> **Vorliegender Text**:
==================================================
# ISDN und Linux/Gentoo mal allgemein

## kannX

Hi, ich habe eine FritzCard PCI und wollte diese unter Gentoo zum Laufen bringen, und habe dazu mal nach Howtos im INet gesucht die leider alle etwas alt sind (Kernel 2.x).

Hier im Forum findet man überall ein bisschen, bisher hat mir aber nichts wirklich richtig weitergeholfen.

Also ich weiss das folgenden Packete relevant sind:

isdn4k-utils (isdnctrl, usw.)

capi4k-utils (u.a. SuSE Kernelmodule)

ppp (pppd)

Also das fcpci-Modul aus dem capi4k-utils läuft schon mal richtig, in dem Kernel ist ISDN/Capi und PPP Unterstützung drinn,soweit so gut.

Wenn ich mir jetzt so die Howtos anschaue wird in einigen ziemlich viel mit isdnctrl gemacht, in anderen fast nur mit dem pppd und dann wären da noch die Scripte und Configs von Gentoo (net.ppp0).

Zu guter letzt hat sich mein /dev - Tree seit meinen Anfängen mit ISDN "rummzuspielen" ziemlich verunstaltet.

Meine Fragen sind jetzt folgenden:

Was für eine Funktion haben die ganzen Devices im Dev-Tree?
==================================================
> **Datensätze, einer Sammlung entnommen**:
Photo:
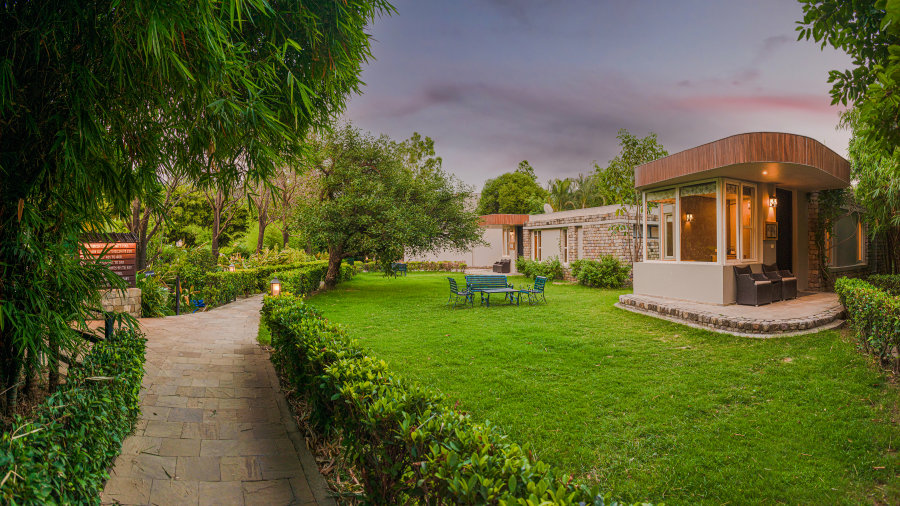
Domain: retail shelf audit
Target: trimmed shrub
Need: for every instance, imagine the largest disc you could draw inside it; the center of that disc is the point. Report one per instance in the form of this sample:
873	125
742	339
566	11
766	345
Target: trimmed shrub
155	297
887	282
550	268
875	315
407	445
63	454
608	272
==================================================
> **Aufgaben**:
1: Welche Karte soll laut dem Forumsbeitrag über ISDN unter Gentoo zum Laufen gebracht werden?
2: Schreibe den Forumsbeitrag über ISDN unter Gentoo im Anschluss an seinen letzten Satz weiter.

> **Antworten**:
1: Eine FritzCard PCI.

2:
In wie weit haben diese was mit isdnctrl, capi4k und pppd zu tun und welche Abhängigkeit haben diese untereinander?

In wie weit  und ob brauche ich hisax bzw. hisaxctrl nocht wenn ich das AVM-Modul verwende?

Zu guter letzt: Wie richte ich am besten alles ein um eine DialOnDemand Verbindung zu bekommen?

Ich wäre sehr dankbar wenn mich da jemand (umfassend) aufkären könnte, die man-, infopages und Howtos bin ich schon ziemlich leid.

----------

## P@rick

hi, 

hatte da auch ziemlich viel probleme mit aber jetz funktionierts, hoffe ich kann dir weiterhelfen.

Fangen wir am besten von vorne an.

Ich denke mal du benötigst so ziemlich die gleiche config wie ich also

sag ich mal was ich so in den Kernel bzw. als Modul kompiliert habe.

unter ISDN subsystem

[M] ISDN support

[*]  Support synchronous PPP

[*]   Use VJ-compression with synchronous PPP

[*]   Support generic MP

danach unter Passive ISDN cards

[M] Hisax Siemens...

[*] SUpport for Euro/DSS1

[*] AVM PnP/PCI (Fritz!PNP/PCI)

alles andere unter ISDN muss nicht mit reinkompiliert werden.

Nachdem du diesen Kernel dann gestartet hast musst du den

Hisax treiber laden. Das sollte mit folgender Kommandozeile funktionieren.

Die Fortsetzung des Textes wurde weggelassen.